[Given request]:
Please return each line of the records below that contains the word "with", treating uppercase and lowercase as different.

[Provided data]:

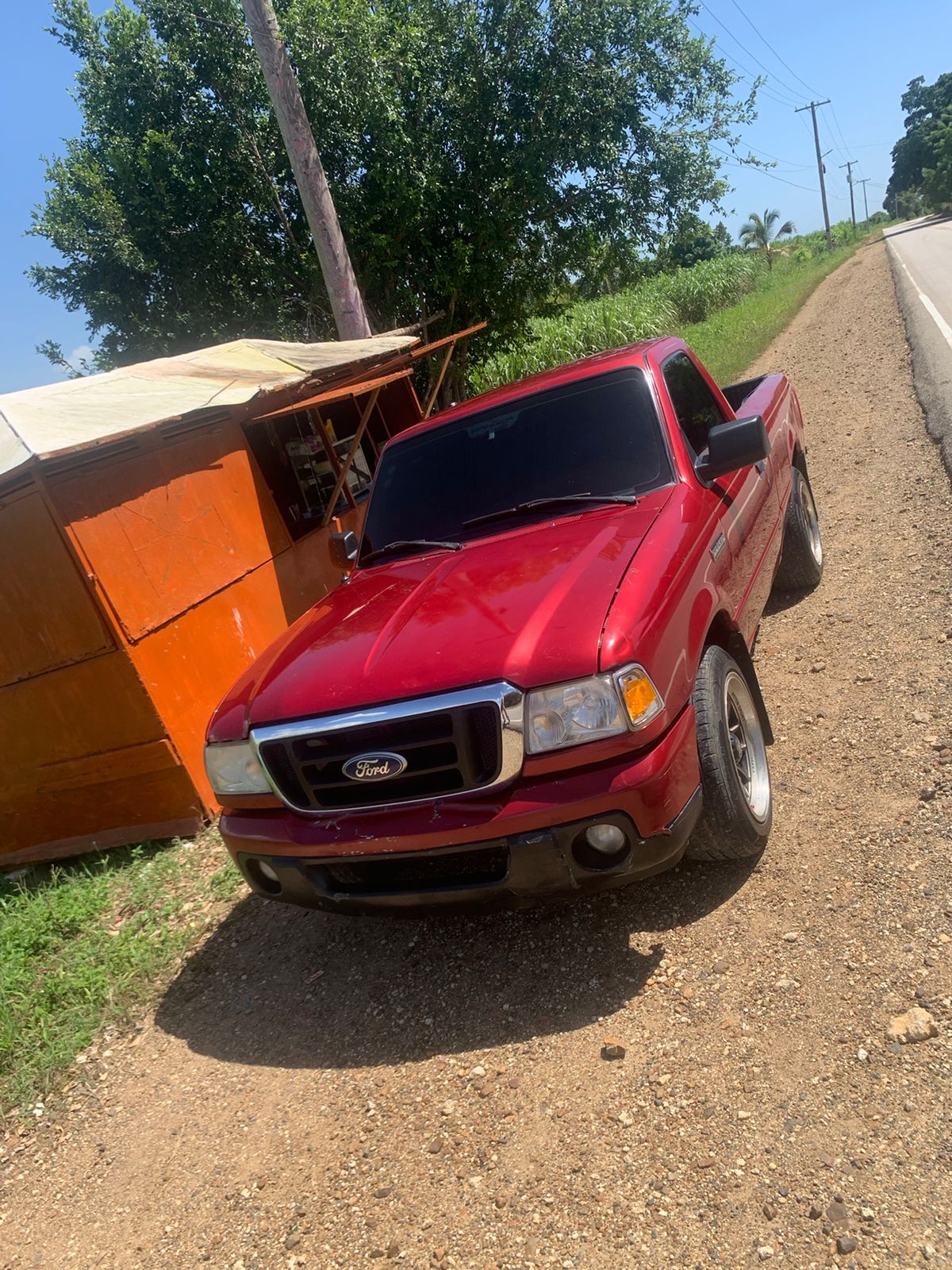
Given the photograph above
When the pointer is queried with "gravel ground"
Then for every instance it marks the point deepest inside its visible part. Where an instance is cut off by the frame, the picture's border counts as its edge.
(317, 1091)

...

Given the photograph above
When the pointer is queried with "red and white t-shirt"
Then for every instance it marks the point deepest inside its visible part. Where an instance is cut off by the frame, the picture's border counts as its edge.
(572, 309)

[Right answer]:
When the pointer is queried with "gravel ground"
When the pointer is queried with "red and white t-shirt"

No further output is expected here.